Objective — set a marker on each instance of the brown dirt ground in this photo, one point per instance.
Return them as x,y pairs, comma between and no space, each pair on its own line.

════════════════

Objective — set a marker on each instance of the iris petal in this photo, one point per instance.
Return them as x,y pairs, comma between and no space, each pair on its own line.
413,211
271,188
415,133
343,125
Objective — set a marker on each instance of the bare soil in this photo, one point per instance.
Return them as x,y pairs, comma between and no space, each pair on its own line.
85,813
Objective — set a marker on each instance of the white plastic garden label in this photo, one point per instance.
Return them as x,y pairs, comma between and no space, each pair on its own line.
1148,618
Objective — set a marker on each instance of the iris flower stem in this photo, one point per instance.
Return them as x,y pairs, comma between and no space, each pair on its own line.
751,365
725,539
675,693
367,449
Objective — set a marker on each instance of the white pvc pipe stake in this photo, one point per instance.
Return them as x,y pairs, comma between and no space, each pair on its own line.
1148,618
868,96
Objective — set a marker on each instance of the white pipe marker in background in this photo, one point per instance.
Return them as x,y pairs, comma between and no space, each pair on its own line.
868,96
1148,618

════════════════

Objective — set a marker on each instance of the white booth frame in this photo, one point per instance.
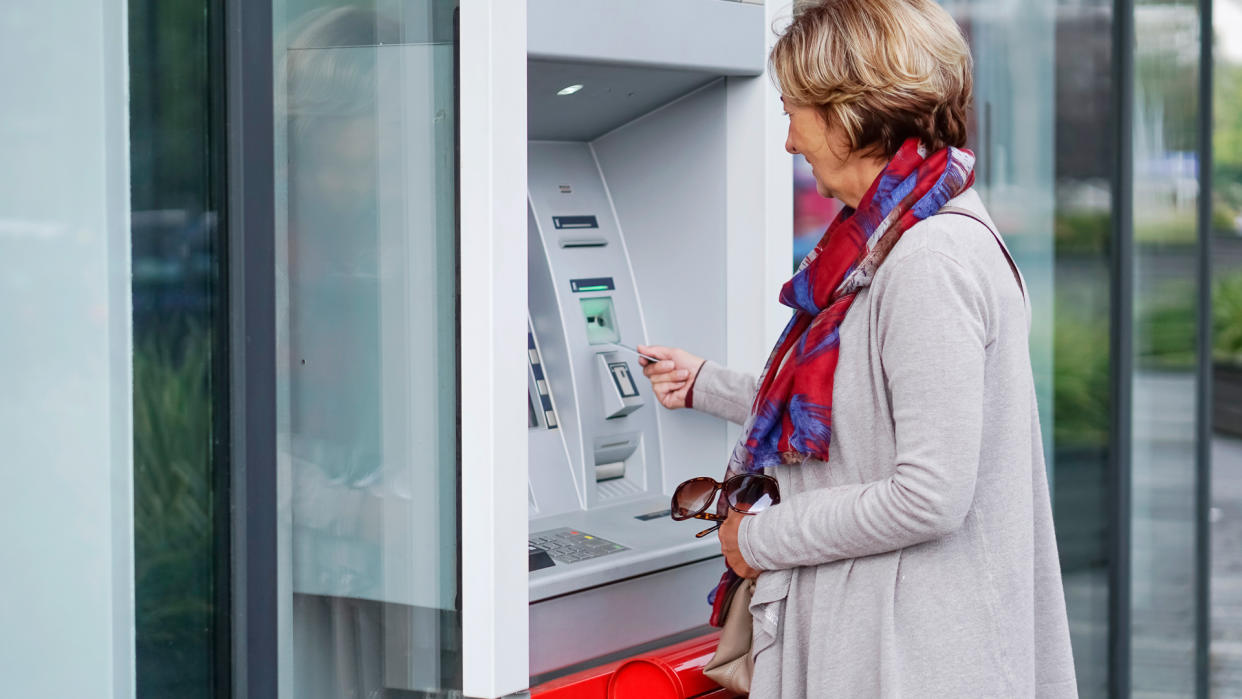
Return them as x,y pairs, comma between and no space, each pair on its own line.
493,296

════════════════

§ **EXERCISE OBJECTIVE**: Above are some records; copy exactly the lines from the one with "Objective — set a marker on each instance of the bare" through the one with "label in this photo, one point per instance.", both included, and no others.

§ **RESULT FOR THIS TASK**:
Objective — set a marker on each instance of the bare soil in this photo, one point per instance.
Return them as x,y pairs, comma between and no space, each pair on its own line.
85,813
Objective — set a marker on each instance of the white plastic garden label in this photo, one point per instance.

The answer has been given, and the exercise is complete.